** Opening Document excerpt block **
Croydon Council is no longer bankrupt after getting a government bail out but the interest payments alone will saddle tax payers with an additional debt of £24million.
As tax payers faced an average council tax hike of almost five per cent it emerged the council also borrowed £13million from Scottish tax payers during the Covid crisis.
Worst still Croydon had agreed to pay back high interest rates on both the Scottish loan and the £120million it borrowed from the government to secure the investment.
The formal ending of the section 114 notice, which was issued in November, was possible after the government allowed the council to borrow the money but if it can’t meet the repayments on the loan it may have to borrow more.
The council leader Hamida Ali, interim CEO Katherine Kerswell and interim director of finance Chris Buss gave evidence to a government select committee last month about Croydon’s S114 experience.
MP Bob Blackman asked whether the Treasury attaching a borrowing rate of one per cent above the normal Public Works Loan Board borrowing rate for the loan was “fair and reasonable, especially given interest rates at the moment?”
The council’s interim finance director Chris Buss said: “Our hope is that we will be able to deal with a significant part of the amount we will have to borrow through the realisation of capital assets—we may not be able to do all of it, but we do hope to do that—and the repayment of loans that we have outstanding. Hopefully we will not have to borrow.”
** Closing Document excerpt block **
** Opening Available data block **
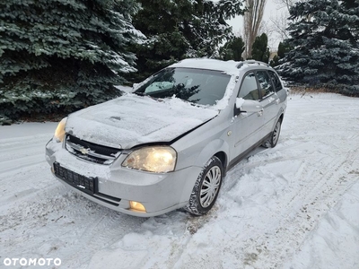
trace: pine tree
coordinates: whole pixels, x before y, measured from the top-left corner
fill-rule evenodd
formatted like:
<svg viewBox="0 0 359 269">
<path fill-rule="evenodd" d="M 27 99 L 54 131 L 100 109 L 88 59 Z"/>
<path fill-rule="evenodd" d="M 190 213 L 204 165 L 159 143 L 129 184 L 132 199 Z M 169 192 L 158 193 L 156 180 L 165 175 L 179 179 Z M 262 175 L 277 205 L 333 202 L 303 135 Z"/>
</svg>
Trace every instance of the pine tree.
<svg viewBox="0 0 359 269">
<path fill-rule="evenodd" d="M 268 63 L 269 56 L 268 38 L 265 33 L 262 33 L 254 40 L 251 57 L 257 61 Z"/>
<path fill-rule="evenodd" d="M 139 82 L 187 57 L 218 56 L 219 46 L 232 37 L 226 20 L 243 13 L 242 0 L 138 0 L 134 25 L 148 39 L 133 48 Z"/>
<path fill-rule="evenodd" d="M 242 61 L 246 44 L 241 37 L 234 37 L 220 48 L 220 57 L 224 60 Z"/>
<path fill-rule="evenodd" d="M 291 51 L 293 48 L 292 48 L 287 42 L 279 42 L 278 51 L 276 55 L 270 61 L 270 65 L 276 67 L 280 65 L 281 59 L 283 59 L 289 51 Z"/>
<path fill-rule="evenodd" d="M 71 111 L 113 98 L 136 71 L 131 42 L 142 34 L 133 0 L 0 3 L 0 106 L 8 117 Z M 1 116 L 0 116 L 1 117 Z"/>
<path fill-rule="evenodd" d="M 279 72 L 288 81 L 359 95 L 359 1 L 310 0 L 290 11 L 289 44 Z"/>
</svg>

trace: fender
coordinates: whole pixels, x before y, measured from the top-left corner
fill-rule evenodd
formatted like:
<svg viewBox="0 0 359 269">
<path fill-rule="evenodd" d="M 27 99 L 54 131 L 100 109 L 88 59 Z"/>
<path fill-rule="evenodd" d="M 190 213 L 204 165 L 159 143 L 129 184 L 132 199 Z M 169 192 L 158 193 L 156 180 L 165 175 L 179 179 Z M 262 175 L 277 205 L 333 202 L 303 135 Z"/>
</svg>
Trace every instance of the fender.
<svg viewBox="0 0 359 269">
<path fill-rule="evenodd" d="M 200 152 L 197 160 L 196 160 L 196 166 L 203 168 L 206 163 L 211 159 L 212 156 L 215 155 L 216 153 L 223 152 L 227 156 L 229 156 L 229 144 L 223 139 L 215 139 L 211 141 L 209 143 L 206 145 L 206 147 Z M 228 160 L 227 161 L 228 162 Z M 228 163 L 223 163 L 223 169 L 225 169 Z"/>
</svg>

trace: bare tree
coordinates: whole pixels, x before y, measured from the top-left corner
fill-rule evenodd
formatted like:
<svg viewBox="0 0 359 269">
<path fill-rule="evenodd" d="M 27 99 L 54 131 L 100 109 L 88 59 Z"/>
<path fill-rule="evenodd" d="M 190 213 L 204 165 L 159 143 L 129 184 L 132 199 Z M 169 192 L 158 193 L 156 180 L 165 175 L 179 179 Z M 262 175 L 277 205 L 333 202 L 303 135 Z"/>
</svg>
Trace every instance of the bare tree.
** Closing Available data block **
Actions to take
1 – In the article on Croydon Council's finances, how much did the council borrow from Scottish tax payers during the Covid crisis?
2 – Write the next part of the article on Croydon Council's finances, continuing from its last sentence.

Responses
1 – £13million

2 –
The loan means the council can balance its in year budget and set one for 2021-22 but the bail out is conditional on the council delivering its renewal improvement plans
Croydon’s Renewal Plan maps out proposals for further savings, strengthening governance and financial practices, bolstering reserves and new ways of working to put the borough on a more sustainable financial footing.
It will also need to address funding gaps caused by the demands of tackling the Covid-19 crises, which has already cost Croydon over £46m.
In April last year Croydon borrowed £13million from Midlothian Council agreeing to pay 1.85 per cent in interest payments per annum for the two-and-a-half year loan period which will see Croydon pay back an ‘attractive’ £600,000 return on the Scottish council’s investment.
Cllr Ali, leader of the council said: “Although the section 114 notice is no longer in place, there is still a lot of work to be done and savings to find for the council to live sustainably and within its means for the long term.”